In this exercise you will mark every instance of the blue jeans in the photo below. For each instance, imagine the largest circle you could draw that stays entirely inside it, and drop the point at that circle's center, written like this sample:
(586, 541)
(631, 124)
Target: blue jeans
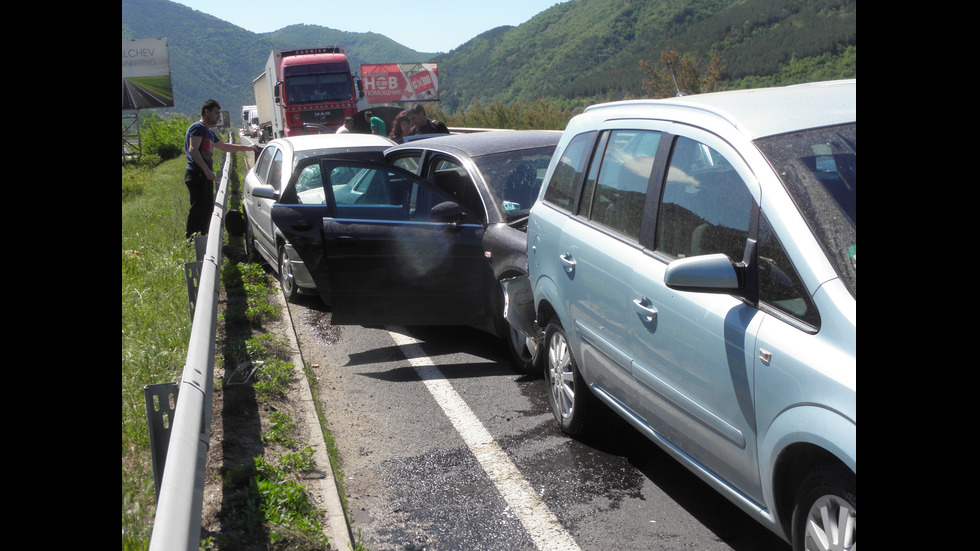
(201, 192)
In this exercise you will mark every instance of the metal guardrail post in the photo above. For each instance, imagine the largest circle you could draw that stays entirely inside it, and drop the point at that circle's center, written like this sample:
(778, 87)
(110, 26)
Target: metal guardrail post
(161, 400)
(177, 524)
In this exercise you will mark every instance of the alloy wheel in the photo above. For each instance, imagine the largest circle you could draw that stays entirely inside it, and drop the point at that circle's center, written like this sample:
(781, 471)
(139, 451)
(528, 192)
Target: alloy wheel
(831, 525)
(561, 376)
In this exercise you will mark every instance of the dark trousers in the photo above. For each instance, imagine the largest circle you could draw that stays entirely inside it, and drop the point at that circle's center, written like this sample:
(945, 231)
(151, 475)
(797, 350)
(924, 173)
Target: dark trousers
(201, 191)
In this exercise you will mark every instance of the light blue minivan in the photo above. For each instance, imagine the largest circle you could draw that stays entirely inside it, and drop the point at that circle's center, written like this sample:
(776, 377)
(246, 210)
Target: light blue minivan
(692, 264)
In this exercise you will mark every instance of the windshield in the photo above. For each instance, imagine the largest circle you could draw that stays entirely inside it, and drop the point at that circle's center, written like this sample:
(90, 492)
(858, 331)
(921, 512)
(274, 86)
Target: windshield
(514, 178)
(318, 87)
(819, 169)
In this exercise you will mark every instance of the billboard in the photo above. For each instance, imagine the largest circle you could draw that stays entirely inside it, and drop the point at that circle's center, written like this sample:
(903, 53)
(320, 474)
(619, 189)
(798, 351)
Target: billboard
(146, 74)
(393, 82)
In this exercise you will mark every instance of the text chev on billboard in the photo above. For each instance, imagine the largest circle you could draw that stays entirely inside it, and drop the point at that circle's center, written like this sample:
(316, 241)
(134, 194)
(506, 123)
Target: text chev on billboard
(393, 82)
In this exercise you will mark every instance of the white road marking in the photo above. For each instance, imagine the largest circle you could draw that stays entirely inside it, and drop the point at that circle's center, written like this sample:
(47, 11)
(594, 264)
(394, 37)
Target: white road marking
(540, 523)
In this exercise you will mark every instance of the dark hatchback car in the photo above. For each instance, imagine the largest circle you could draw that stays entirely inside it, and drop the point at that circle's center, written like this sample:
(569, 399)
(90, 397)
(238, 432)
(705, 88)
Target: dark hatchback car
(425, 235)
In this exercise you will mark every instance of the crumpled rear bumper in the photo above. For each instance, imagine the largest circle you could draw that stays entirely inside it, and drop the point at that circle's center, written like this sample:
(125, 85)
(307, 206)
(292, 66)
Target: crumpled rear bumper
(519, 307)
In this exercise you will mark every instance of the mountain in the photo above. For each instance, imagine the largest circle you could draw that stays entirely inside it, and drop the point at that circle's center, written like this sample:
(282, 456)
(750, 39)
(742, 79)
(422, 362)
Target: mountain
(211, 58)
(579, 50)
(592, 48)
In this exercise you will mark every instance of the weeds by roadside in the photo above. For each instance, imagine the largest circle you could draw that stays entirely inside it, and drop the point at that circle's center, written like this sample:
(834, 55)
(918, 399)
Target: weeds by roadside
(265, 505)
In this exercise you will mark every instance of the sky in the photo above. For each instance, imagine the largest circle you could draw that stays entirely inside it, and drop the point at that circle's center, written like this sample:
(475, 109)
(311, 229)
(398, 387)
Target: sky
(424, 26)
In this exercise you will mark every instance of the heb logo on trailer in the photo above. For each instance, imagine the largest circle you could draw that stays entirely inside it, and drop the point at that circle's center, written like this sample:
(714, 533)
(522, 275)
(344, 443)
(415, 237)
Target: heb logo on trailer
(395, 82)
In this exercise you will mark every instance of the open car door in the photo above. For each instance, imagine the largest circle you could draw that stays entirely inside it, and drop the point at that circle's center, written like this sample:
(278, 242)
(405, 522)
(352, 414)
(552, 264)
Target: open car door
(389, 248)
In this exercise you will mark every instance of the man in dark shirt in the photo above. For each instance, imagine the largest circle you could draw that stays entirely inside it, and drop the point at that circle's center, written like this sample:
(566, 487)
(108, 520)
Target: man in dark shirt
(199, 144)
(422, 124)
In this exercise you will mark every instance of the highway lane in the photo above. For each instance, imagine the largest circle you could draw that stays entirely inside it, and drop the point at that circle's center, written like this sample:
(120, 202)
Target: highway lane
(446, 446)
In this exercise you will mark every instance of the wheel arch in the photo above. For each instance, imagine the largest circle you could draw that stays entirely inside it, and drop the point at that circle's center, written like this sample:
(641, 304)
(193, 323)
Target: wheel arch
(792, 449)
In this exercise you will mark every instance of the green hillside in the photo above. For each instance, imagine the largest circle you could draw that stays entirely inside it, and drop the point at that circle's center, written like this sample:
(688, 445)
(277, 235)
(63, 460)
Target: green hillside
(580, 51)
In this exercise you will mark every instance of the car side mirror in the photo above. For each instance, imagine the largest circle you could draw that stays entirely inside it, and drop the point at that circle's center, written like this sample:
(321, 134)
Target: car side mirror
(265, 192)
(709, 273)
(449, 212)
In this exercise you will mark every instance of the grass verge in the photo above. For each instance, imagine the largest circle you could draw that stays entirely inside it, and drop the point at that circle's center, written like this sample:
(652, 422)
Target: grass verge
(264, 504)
::::
Except for the pictures, print the data above exactly.

In this exercise you will mark every instance of the blue jeans in the photo below. For each instance, imagine the largest circle you could draw that stays entirely inside it, and drop the point at that circle's center, written like this sample:
(586, 541)
(631, 124)
Target: blue jeans
(201, 192)
In this exercise you will mark every instance of the metal guardrail post in the photo above. For each instance, imagine the largest circle you could draw that stays entirely inside it, and drop the point at that circle's center, written like this sample:
(778, 87)
(110, 26)
Target: metal guardrail post
(161, 400)
(177, 524)
In this exercise you will mark every instance of the alloy wheel in the photo above. For each instance, imagine the largest circle you could draw that stays entirely inside it, and drop the point at that circle's center, written like this sample:
(781, 471)
(139, 451)
(528, 192)
Target: alloy wheel
(831, 525)
(561, 376)
In this exercise you will mark every instance of the dark trousers in the photo above. For each instance, imagine the largest circle you could draw that stays entirely inside it, and drop the point at that circle's center, written like this sample:
(945, 231)
(151, 475)
(797, 350)
(924, 173)
Target: dark trousers
(201, 191)
In this exercise you will mark every instance of the light blue minivan in the photo above. For each instance, imagine the largest circle you could draw that stays entirely inside it, and drop the point at that circle's center, written like this sample:
(776, 377)
(246, 210)
Target: light blue minivan
(692, 264)
In this exercise you will mark every instance of the windshield in the photo above. For each instance, imagine the largest circle you could draw that stays entirely inside it, and drop the point at that circle's center, written like this sample:
(90, 492)
(858, 331)
(921, 512)
(274, 86)
Target: windshield
(514, 178)
(318, 87)
(819, 169)
In this exercise you will mark every instance of the billboard in the photo above. For each instance, imagine the largest circle you could draw that stays entirely inside it, and drop the point at that circle's center, written like this sample:
(903, 53)
(320, 474)
(619, 189)
(798, 351)
Target: billboard
(146, 74)
(393, 82)
In this exercise you will mark every instance of the text chev on billboard in the photo above. For each instance, imagine the largest circle you could draw that stays entirely inside it, and drop the point at that circle's center, written like this sample:
(316, 241)
(134, 194)
(506, 123)
Target: text chev on billboard
(393, 82)
In this exercise you will mark every instance of the white road marking in the photo above. For each instance, imagine the largest circle you could draw that stays entirely inside it, and drop the point at that circle's center, written like this sample:
(47, 11)
(594, 264)
(394, 37)
Target: white road marking
(540, 523)
In this exercise you will mark every instance of the dark hatchback car in the photo above. For each instance, imagine the largest circle you could draw that stays entirely inside it, and drop the point at that circle's center, written like this sample:
(569, 399)
(90, 397)
(238, 432)
(705, 88)
Target: dark hatchback car
(425, 235)
In this exercise you will mark every instance of the crumpled rear bumper in the photo above. For each instance, imagine the largest circle you could draw that stays entirely inside it, and drop the point at that circle's center, written like this sample:
(125, 85)
(307, 206)
(292, 66)
Target: crumpled rear bumper
(519, 307)
In this exercise you will mark every instance of the mountain in the photo above. For each instance, imagine the largest circle you could draw that stays entirely inside it, and drop the point at that circle's center, written like this sample:
(282, 456)
(750, 39)
(742, 79)
(422, 362)
Target: mountain
(211, 58)
(579, 50)
(592, 48)
In this exercise you will mark every instance of the weeds by roadside in the photo above. For each instance, imagine the largest circle you could draw that stays entirely inside it, and drop the point at that circle's center, written like this sample:
(834, 55)
(918, 399)
Target: weeds by roadside
(265, 505)
In this exercise you will mark every instance of the sky in the photo above. For each instance, imagine the largest circle you could draw that stays entirely inside it, and drop the point at that circle's center, written like this sample:
(475, 109)
(311, 229)
(398, 387)
Target: sky
(424, 26)
In this exercise you will mark every instance of the heb logo on trailer in the photo above. For each instance, imagine the largest circle you could draw that stays entirely inside it, and drop the point at that circle's center, written like this sample:
(714, 533)
(522, 275)
(344, 443)
(415, 237)
Target: heb logo on trailer
(395, 82)
In this exercise you will mark every instance of the open car door in the photo above. For each instance, imagine the largest circle you could draw that stays entirely inside it, and drop the point at that circle's center, written like this sample:
(278, 242)
(405, 522)
(352, 414)
(552, 264)
Target: open car door
(389, 248)
In this exercise you will mark every instance of the man in dark shirt in the photo above. For each instance, imagine the largest circle you could draw that stays entirely inside it, and drop the point at that circle's center, written like this sample:
(566, 487)
(108, 520)
Target: man in dark shirt
(199, 144)
(422, 124)
In this exercise you will mark every instance of the highway lane in the photo above. For each instance, imagine the largest circle you could draw that stays entirely inside it, and drop the point at that circle's center, written like this sample:
(120, 202)
Target: highway lane
(446, 446)
In this exercise you will mark every instance of the wheel arch in the photo above. For each instance, imagine the largest circle you could draw that stays entirely inside it, and drop the point at that circle's center, written like this sample:
(641, 304)
(193, 323)
Target: wheel arch
(792, 449)
In this exercise you will mark every instance of the green hillside in the photo above. For each instance, imagine the largest circle you could draw that stays entirely inside it, and drop the point at that circle's center, written like this sample:
(688, 445)
(277, 235)
(63, 460)
Target: green hillside
(580, 51)
In this exercise you will mark every instance of the car side mirror in the photo above. For each instance, imagine the largest circle you could draw that stays entirely inside it, and drop the point at that circle's center, written like this sample:
(321, 134)
Target: car side mirror
(265, 192)
(709, 273)
(449, 212)
In this exercise you will mark every instance of the grass verge in the photo above. For each instance, imagine the largest circle you could draw that stays entirely inside it, and drop the point at that circle's center, written like this sample:
(652, 422)
Target: grass verge
(264, 504)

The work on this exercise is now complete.